=== Task requirements ===
Reproduce the material below verbatim, from the line with "Find the brown" through the final line of the material, and include nothing else.

-------- Material to process

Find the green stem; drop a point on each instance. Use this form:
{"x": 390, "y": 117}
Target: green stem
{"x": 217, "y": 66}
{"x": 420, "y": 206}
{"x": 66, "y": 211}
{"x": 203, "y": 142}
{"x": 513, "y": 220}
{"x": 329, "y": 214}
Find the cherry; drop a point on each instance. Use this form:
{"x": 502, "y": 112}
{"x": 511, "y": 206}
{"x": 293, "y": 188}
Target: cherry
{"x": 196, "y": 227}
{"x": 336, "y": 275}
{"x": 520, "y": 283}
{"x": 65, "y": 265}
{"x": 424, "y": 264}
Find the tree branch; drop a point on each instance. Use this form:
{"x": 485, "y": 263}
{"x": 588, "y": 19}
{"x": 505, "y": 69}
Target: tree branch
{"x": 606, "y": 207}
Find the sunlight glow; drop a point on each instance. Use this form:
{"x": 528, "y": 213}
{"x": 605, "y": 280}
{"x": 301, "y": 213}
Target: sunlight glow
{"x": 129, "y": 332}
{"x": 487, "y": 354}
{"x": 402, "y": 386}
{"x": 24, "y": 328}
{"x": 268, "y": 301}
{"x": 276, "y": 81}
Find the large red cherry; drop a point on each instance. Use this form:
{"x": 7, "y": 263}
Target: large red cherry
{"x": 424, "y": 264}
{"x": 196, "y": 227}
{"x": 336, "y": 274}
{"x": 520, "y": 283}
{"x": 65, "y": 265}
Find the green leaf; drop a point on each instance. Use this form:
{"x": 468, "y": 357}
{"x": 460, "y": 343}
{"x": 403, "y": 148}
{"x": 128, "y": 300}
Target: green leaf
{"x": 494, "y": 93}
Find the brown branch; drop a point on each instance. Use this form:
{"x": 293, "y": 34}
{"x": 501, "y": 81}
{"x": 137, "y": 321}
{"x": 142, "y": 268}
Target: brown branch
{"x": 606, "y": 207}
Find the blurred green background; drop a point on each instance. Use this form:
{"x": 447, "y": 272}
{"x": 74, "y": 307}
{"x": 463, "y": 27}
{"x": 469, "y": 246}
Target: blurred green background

----------------

=== Task solution ===
Find the brown branch; drop a point on each instance. Use this form:
{"x": 293, "y": 34}
{"x": 501, "y": 81}
{"x": 137, "y": 321}
{"x": 142, "y": 268}
Target: brown branch
{"x": 606, "y": 207}
Find the blurred green background; drop a point on each instance. Use this form:
{"x": 447, "y": 272}
{"x": 74, "y": 307}
{"x": 463, "y": 27}
{"x": 469, "y": 246}
Target: blurred green background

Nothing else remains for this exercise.